#### Instructions for the task:
Output the records exactly, with no line skipped.
*** Provided material ***
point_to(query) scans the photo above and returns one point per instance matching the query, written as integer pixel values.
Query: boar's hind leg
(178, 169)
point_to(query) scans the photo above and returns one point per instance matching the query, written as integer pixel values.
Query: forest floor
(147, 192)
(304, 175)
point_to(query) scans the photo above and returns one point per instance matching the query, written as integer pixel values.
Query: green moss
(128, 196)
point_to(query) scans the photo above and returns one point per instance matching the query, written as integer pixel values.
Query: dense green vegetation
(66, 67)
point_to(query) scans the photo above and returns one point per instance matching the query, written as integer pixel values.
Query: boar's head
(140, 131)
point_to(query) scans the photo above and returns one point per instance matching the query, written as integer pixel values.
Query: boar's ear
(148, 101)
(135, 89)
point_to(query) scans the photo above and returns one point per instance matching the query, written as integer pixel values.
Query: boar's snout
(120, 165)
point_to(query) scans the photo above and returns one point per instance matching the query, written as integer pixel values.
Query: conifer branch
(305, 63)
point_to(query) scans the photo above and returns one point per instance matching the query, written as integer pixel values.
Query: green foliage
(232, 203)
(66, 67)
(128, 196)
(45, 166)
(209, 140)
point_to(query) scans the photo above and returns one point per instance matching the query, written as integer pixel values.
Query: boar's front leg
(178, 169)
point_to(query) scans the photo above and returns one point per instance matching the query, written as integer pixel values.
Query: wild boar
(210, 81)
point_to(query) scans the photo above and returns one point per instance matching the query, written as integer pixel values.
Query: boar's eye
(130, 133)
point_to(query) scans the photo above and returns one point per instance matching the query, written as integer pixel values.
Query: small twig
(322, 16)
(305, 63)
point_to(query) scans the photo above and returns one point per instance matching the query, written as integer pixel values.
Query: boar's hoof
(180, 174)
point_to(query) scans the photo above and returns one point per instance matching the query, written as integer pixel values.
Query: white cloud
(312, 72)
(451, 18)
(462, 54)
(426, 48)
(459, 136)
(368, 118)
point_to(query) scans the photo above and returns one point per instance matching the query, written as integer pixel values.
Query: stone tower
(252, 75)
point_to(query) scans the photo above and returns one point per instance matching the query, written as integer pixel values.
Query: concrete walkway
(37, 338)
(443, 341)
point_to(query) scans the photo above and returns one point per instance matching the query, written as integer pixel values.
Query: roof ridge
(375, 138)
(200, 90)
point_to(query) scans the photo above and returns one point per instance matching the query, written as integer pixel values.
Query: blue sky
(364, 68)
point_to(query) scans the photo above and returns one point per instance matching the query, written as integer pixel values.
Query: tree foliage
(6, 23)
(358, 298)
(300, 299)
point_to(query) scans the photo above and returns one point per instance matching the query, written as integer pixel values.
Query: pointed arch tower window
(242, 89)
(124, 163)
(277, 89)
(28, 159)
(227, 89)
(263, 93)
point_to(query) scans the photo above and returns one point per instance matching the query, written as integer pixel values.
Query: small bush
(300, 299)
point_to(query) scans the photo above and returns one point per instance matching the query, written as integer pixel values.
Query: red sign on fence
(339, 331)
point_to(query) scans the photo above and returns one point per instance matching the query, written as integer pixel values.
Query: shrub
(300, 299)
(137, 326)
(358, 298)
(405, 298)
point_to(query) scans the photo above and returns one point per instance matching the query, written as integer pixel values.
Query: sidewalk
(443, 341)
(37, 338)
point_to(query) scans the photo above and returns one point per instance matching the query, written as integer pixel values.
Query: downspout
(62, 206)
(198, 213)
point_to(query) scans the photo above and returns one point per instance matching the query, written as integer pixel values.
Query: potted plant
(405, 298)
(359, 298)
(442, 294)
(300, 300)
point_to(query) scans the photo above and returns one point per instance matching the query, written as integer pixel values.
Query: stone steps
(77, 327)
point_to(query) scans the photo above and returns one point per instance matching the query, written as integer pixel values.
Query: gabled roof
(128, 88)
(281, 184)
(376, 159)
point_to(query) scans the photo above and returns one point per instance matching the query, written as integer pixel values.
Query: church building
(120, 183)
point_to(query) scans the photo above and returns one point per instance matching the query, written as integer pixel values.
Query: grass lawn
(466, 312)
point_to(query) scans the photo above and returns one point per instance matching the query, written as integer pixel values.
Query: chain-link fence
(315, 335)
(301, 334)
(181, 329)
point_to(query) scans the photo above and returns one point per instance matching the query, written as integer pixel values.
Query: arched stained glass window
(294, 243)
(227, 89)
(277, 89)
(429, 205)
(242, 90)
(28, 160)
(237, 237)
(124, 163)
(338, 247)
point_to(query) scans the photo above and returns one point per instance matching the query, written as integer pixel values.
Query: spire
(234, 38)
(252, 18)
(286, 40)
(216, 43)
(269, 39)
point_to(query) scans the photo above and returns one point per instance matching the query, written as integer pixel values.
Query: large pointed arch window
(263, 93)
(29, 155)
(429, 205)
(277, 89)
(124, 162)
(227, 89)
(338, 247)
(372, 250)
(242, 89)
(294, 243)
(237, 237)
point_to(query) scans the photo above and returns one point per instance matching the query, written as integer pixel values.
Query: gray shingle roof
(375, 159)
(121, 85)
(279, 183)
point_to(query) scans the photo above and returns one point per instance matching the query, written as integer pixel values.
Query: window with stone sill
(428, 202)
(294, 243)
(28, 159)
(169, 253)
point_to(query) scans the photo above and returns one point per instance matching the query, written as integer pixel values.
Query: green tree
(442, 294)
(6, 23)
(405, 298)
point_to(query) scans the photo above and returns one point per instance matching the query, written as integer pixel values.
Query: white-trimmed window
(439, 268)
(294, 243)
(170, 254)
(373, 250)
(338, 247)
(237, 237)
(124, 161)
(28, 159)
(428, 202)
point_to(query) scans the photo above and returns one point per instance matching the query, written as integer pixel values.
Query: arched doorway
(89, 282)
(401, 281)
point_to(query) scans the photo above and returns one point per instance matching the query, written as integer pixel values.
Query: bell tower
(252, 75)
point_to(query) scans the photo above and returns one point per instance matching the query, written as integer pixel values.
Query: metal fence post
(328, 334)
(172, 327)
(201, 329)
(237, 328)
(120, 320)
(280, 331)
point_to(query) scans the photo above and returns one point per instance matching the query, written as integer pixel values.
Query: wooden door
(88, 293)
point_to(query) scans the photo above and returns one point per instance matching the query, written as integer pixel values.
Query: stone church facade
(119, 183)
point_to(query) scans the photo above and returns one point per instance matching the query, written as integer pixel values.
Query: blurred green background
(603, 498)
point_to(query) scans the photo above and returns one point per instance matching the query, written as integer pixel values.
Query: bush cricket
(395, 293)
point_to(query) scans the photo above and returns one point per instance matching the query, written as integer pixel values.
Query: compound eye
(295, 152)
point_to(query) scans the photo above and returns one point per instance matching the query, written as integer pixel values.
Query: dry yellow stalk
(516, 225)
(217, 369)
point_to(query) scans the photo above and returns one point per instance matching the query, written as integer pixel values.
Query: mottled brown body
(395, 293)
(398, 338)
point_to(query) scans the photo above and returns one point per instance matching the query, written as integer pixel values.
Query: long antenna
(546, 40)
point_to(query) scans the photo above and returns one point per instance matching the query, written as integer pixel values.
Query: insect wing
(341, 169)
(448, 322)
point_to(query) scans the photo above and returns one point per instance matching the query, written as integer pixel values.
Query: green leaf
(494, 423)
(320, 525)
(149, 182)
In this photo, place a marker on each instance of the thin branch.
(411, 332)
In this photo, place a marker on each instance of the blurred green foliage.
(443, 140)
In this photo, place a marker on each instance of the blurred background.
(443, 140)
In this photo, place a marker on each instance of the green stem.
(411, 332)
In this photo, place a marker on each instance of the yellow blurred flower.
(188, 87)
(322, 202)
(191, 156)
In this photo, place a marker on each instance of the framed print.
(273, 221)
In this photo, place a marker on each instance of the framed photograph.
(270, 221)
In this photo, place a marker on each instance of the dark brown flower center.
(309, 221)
*** End of Provided material ***
#### Response to this exercise:
point_to(query) scans the photo above and returns one point per instance matching the query, written as integer pixel values.
Query: boar's hind leg
(178, 169)
point_to(query) scans the photo above and returns one point per instance matching the query, written as integer pixel values.
Query: forest floor
(147, 192)
(304, 175)
point_to(query) scans the photo above and returns one point per instance matching the query, written as integer pixel values.
Query: green moss
(128, 196)
point_to(query) scans the photo above and returns one point per instance matching the query, written as integer pixel values.
Query: dense green vegetation
(66, 67)
point_to(query) scans the photo above and returns one point per instance matching the query, written as integer pixel values.
Query: boar's head
(140, 131)
point_to(query) scans the photo above and returns one point per instance matching the query, written as integer pixel values.
Query: boar's ear
(148, 101)
(135, 89)
point_to(query) scans the photo above and returns one point per instance matching the query, written as integer pixel values.
Query: boar's snout
(120, 165)
point_to(query) scans the photo above and returns one point per instance matching the query, written as integer pixel values.
Query: conifer branch
(305, 63)
point_to(query) scans the photo above and returns one point per instance matching the query, written as integer pixel values.
Query: green foliage
(232, 203)
(66, 67)
(128, 196)
(45, 166)
(209, 140)
point_to(query) scans the photo above and returns one point per instance matching the query, written as integer pixel values.
Query: boar's front leg
(178, 169)
point_to(query) scans the photo above and returns one point per instance matching the query, written as integer pixel values.
Query: wild boar
(210, 81)
point_to(query) scans the photo above and returns one point per instance matching the query, written as integer pixel values.
Query: boar's eye
(130, 133)
point_to(query) scans the photo above and returns one point per instance matching the query, written as integer pixel values.
Query: small twig
(322, 16)
(305, 63)
point_to(query) scans the photo above and returns one point per instance matching the query, written as integer pixel values.
Query: boar's hoof
(180, 174)
point_to(query) scans the photo above and returns one point per instance matching the query, written as integer pixel values.
Query: white cloud
(312, 72)
(451, 18)
(462, 54)
(426, 48)
(459, 136)
(368, 118)
point_to(query) scans the photo above and returns one point per instance matching the query, written as integer pixel values.
Query: stone tower
(252, 75)
point_to(query) scans the photo above and returns one point per instance matching the query, written as integer pixel values.
Query: concrete walkway
(37, 338)
(443, 341)
point_to(query) scans the photo above and returns one point per instance matching the query, written as integer pixel values.
Query: roof ridge
(375, 138)
(200, 90)
point_to(query) scans the photo above and returns one point per instance matching the query, written as integer pixel values.
Query: blue sky
(364, 68)
point_to(query) scans the photo above and returns one point per instance matching the query, written as integer pixel values.
Query: tree foliage
(6, 23)
(358, 298)
(300, 299)
point_to(query) scans the photo above and returns one point per instance matching the query, written as integer pixel values.
Query: pointed arch tower window
(242, 89)
(124, 163)
(277, 89)
(28, 159)
(227, 89)
(263, 93)
point_to(query) scans the photo above and returns one point per instance matching the query, written as integer pixel values.
Query: small bush
(300, 299)
point_to(query) scans the photo above and returns one point per instance matching the query, written as integer pixel values.
Query: red sign on fence
(339, 331)
point_to(query) scans the photo above and returns one point per instance matching the query, written as integer pixel values.
Query: shrub
(300, 299)
(137, 326)
(358, 298)
(405, 298)
point_to(query) scans the photo above and returns one point per instance matching the query, written as integer pixel values.
Query: sidewalk
(443, 341)
(37, 338)
point_to(query) scans the photo above and returns one point per instance matching the query, written as integer pixel values.
Query: downspout
(62, 206)
(198, 213)
point_to(query) scans the photo above and returns one point per instance matching the query, written as integer pixel values.
Query: potted plant
(405, 298)
(359, 298)
(442, 294)
(300, 300)
point_to(query) scans the photo above and returns one point per instance matching the query, written as integer pixel values.
Query: stone steps
(77, 327)
point_to(query) scans the photo above and returns one point per instance matching the query, written as integer pixel values.
Query: gabled roof
(128, 88)
(281, 184)
(376, 159)
point_to(query) scans the photo above and returns one point per instance matching the query, written as integer pixel values.
Query: church building
(120, 183)
point_to(query) scans the photo above and returns one point per instance matching the query, written as integer pixel values.
Query: grass lawn
(466, 312)
point_to(query) scans the photo above and returns one point per instance matching the query, written as integer pixel values.
Query: chain-link fence
(315, 335)
(301, 334)
(181, 329)
point_to(query) scans the photo above and returns one point per instance matching the query, written as integer pixel values.
Query: arched stained glass window
(294, 243)
(227, 89)
(277, 89)
(429, 205)
(242, 90)
(28, 160)
(237, 237)
(124, 163)
(338, 247)
point_to(query) scans the photo above and returns one point per instance matching the query, written as integer pixel values.
Query: spire
(234, 38)
(252, 18)
(286, 40)
(216, 43)
(269, 39)
point_to(query) scans the photo above and returns one point per instance matching the query, written as integer pixel values.
Query: large pointed arch window
(263, 93)
(29, 155)
(429, 205)
(277, 89)
(124, 162)
(227, 89)
(338, 247)
(372, 250)
(242, 89)
(294, 243)
(237, 237)
point_to(query) scans the photo above and returns one point per instance matching the query, written as integer pixel values.
Query: gray shingle roof
(375, 159)
(121, 85)
(279, 183)
point_to(query) scans the photo above and returns one point per instance matching the query, written as integer pixel values.
Query: window with stone sill
(428, 202)
(294, 243)
(28, 159)
(169, 253)
point_to(query) scans the photo above and returns one point per instance matching the query, written as integer pixel values.
Query: green tree
(442, 294)
(6, 23)
(405, 298)
point_to(query) scans the photo above and returns one point per instance matching the query, written as integer pixel values.
Query: white-trimmed window
(439, 268)
(294, 243)
(170, 254)
(373, 250)
(338, 247)
(237, 237)
(124, 161)
(28, 159)
(428, 202)
point_to(query) scans the photo above and returns one point per instance matching the query, written as integer pixel values.
Query: arched doorway
(89, 282)
(401, 281)
point_to(query) scans the photo above and returns one point per instance matching the query, written as integer pixel values.
Query: bell tower
(252, 75)
point_to(query) scans the photo above and returns one point per instance matching the query, written as integer pixel values.
Query: metal fence post
(328, 334)
(172, 327)
(201, 329)
(237, 328)
(120, 320)
(280, 331)
point_to(query) scans the photo above and returns one point per instance matching the query, written as integer pixel values.
Query: wooden door
(88, 293)
point_to(query) scans the photo above and returns one point per instance matching the query, written as integer pixel values.
Query: stone church facade
(119, 183)
point_to(query) scans the photo above and returns one point per instance matching the query, written as integer pixel values.
Query: blurred green background
(603, 498)
point_to(query) scans the photo above and returns one point per instance matching the query, written as integer pixel values.
Query: bush cricket
(395, 293)
point_to(query) scans the photo above and returns one point per instance matching the query, written as integer pixel values.
Query: compound eye
(295, 152)
point_to(query) scans the photo above and returns one point per instance matching the query, written as integer pixel values.
Query: dry yellow stalk
(516, 225)
(217, 369)
point_to(query) scans the photo above and returns one point per instance matching the query, written as integer pixel values.
Query: mottled brown body
(395, 293)
(398, 338)
point_to(query) scans the photo above and returns one point per instance matching the query, written as integer pixel values.
Query: long antenna
(546, 40)
point_to(query) scans the photo above and returns one point per instance matching the query, written as integer pixel values.
Query: insect wing
(341, 169)
(448, 322)
point_to(query) scans the photo above and returns one point per instance matching the query, written as integer pixel values.
Query: green leaf
(494, 423)
(320, 525)
(149, 182)
In this photo, place a marker on each instance of the thin branch.
(411, 332)
In this photo, place a marker on each instance of the blurred green foliage.
(443, 140)
In this photo, place a marker on each instance of the blurred background.
(443, 140)
In this photo, place a marker on each instance of the green stem.
(411, 332)
In this photo, place a marker on each instance of the yellow blurred flower.
(188, 87)
(322, 202)
(191, 156)
In this photo, place a marker on each instance of the framed print.
(273, 221)
In this photo, place a marker on each instance of the framed photograph.
(270, 221)
In this photo, place a marker on each instance of the dark brown flower center.
(309, 221)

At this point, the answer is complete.